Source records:
*-*-*

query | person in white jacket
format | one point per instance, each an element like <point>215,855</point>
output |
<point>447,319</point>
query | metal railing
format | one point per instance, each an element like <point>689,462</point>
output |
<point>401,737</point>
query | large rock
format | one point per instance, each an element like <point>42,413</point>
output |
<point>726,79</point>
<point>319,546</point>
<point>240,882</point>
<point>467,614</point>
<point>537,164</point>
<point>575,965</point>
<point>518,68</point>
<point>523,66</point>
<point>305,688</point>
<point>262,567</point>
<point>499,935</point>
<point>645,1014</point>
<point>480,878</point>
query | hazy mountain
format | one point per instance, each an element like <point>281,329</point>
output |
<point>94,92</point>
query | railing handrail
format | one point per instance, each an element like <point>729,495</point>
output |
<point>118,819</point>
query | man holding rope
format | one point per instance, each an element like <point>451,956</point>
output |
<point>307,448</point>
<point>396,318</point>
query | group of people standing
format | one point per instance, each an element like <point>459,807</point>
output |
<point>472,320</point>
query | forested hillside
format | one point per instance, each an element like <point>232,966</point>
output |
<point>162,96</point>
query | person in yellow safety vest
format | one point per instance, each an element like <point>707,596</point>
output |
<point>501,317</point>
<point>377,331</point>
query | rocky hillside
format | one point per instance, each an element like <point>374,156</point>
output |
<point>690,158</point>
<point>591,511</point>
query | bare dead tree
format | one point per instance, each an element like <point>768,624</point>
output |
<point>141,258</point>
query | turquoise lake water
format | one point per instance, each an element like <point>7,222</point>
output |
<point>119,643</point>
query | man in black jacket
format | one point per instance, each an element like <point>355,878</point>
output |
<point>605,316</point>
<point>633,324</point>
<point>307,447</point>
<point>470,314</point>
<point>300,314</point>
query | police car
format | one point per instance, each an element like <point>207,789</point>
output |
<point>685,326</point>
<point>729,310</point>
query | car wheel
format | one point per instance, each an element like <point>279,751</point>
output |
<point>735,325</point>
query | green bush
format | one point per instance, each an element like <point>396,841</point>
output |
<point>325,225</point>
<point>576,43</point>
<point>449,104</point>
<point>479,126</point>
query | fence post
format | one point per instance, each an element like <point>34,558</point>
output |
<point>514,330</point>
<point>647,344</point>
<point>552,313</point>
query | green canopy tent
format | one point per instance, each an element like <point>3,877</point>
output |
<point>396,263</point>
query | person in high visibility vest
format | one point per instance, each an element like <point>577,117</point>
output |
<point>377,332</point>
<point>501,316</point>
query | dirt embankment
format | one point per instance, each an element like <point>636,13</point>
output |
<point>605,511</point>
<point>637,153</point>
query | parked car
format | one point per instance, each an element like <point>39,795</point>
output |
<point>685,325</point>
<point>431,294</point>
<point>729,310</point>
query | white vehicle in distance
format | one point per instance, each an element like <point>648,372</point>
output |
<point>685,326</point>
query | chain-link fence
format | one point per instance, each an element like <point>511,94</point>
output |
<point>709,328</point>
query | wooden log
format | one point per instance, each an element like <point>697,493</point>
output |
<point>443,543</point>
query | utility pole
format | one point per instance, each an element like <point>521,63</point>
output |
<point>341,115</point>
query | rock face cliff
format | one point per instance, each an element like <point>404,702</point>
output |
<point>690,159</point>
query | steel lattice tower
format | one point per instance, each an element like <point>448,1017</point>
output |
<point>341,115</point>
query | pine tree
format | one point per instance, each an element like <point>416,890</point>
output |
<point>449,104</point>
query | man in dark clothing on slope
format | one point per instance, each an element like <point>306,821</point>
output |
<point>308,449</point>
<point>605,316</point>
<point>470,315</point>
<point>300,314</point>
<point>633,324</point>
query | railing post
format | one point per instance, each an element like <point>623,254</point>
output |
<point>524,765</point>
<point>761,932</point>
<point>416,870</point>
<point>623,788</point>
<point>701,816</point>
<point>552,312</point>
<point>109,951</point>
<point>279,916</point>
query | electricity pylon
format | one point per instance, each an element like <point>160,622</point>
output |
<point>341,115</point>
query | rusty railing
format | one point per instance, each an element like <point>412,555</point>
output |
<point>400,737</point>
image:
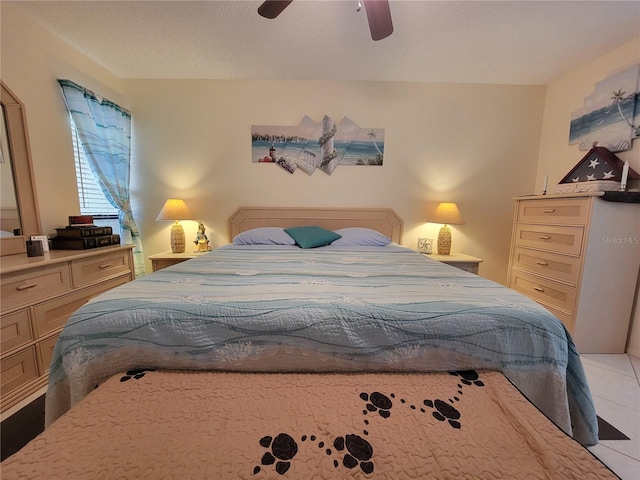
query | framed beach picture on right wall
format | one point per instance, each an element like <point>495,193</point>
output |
<point>610,116</point>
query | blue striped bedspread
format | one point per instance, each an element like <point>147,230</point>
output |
<point>339,309</point>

*-*-*

● WORK TO COMPLETE:
The lines to return are those with the string "tree" in them; copy each from the entries above.

● SOLUTION TO THIS TASK:
query | bare dead tree
query | pine tree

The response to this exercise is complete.